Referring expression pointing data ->
# # #

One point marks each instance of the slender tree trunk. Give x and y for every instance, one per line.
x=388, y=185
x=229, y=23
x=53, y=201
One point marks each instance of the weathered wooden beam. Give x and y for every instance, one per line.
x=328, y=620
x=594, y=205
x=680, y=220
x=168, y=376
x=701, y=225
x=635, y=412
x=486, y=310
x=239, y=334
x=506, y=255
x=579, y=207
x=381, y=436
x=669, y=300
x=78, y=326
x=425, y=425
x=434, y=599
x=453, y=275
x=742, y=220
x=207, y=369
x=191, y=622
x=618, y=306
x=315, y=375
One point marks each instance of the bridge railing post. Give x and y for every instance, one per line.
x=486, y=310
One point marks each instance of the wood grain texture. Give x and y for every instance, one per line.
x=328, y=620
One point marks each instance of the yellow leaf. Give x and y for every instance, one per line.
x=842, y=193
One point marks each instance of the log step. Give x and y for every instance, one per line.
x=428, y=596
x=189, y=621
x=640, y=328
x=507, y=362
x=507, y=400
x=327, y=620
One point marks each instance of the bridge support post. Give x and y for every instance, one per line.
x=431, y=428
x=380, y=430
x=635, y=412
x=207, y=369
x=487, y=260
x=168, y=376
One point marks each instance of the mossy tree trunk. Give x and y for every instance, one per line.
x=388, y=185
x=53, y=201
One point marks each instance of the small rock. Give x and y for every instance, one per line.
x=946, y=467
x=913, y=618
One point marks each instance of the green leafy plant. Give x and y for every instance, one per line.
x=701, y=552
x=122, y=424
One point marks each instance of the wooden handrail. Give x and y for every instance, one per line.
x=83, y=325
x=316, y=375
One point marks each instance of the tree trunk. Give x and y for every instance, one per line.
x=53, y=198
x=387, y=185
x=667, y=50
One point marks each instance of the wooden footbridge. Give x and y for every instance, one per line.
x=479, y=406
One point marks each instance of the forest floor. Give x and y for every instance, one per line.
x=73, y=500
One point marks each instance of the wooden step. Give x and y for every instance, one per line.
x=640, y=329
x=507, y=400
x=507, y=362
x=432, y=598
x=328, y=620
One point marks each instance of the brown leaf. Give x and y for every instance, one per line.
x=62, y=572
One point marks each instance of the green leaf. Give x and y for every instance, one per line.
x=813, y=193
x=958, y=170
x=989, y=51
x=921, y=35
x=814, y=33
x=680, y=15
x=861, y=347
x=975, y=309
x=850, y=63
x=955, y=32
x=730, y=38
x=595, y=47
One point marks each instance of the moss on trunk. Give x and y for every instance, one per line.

# # #

Exercise prompt -> Take the lines above and retype all of them exactly.

Solution ->
One point marks each instance of the slender tree trunk. Give x and y for every instance, one per line.
x=388, y=185
x=229, y=23
x=53, y=201
One point marks each instance of the weathered wooden beam. Give x and y for every instance, one per line.
x=328, y=620
x=594, y=205
x=680, y=220
x=168, y=376
x=701, y=225
x=635, y=412
x=486, y=310
x=239, y=334
x=506, y=255
x=579, y=207
x=381, y=436
x=669, y=300
x=78, y=326
x=425, y=425
x=434, y=599
x=453, y=275
x=742, y=220
x=207, y=369
x=191, y=622
x=618, y=306
x=315, y=375
One point marks each instance of the bridge railing post. Give x and y for every instance, one per line.
x=486, y=310
One point marks each instance of the wood grain texture. Give x and y for every instance, one per line.
x=328, y=620
One point marks each instance of the yellow leaf. Give x and y for every instance, one per line.
x=842, y=193
One point marks each instance of the log step. Give x and y for every instance, one per line.
x=428, y=596
x=189, y=621
x=640, y=328
x=507, y=362
x=507, y=400
x=327, y=620
One point marks each instance of the bridge support post. Give x and y for every instance, one per line.
x=431, y=428
x=380, y=430
x=635, y=412
x=207, y=369
x=487, y=260
x=168, y=376
One point marks each instance of the mossy tree trunk. Give x and y for every instance, one per line.
x=388, y=185
x=53, y=201
One point marks each instance of the small rock. Give x and y for every instance, one per line.
x=946, y=467
x=913, y=618
One point marks each instance of the green leafy plant. Give x and y for every instance, one per line.
x=701, y=552
x=122, y=424
One point marks each instance of the wooden handrail. Give x and y for every instance, one per line.
x=83, y=325
x=316, y=375
One point marks each instance of the tree trunk. Give x and y for every instance, one per line.
x=53, y=198
x=387, y=185
x=667, y=50
One point marks each instance of the wooden footbridge. Give x and y for every instance, one per line.
x=479, y=406
One point marks each instance of the forest floor. Give x and y for every instance, one per line.
x=73, y=500
One point marks each instance of the wooden step. Give x and y for every instance, one per line.
x=640, y=329
x=507, y=400
x=507, y=362
x=432, y=598
x=328, y=620
One point marks each instance of the brown leaf. Give x and y for every instance, one per line.
x=62, y=572
One point marks each instance of the green leaf. Give x and y for every instance, one per line.
x=813, y=193
x=958, y=170
x=989, y=51
x=921, y=35
x=814, y=33
x=680, y=15
x=861, y=347
x=975, y=309
x=850, y=63
x=955, y=32
x=730, y=38
x=595, y=47
One point marks each instance of the moss on trunk. Give x and y for every instance, one per line.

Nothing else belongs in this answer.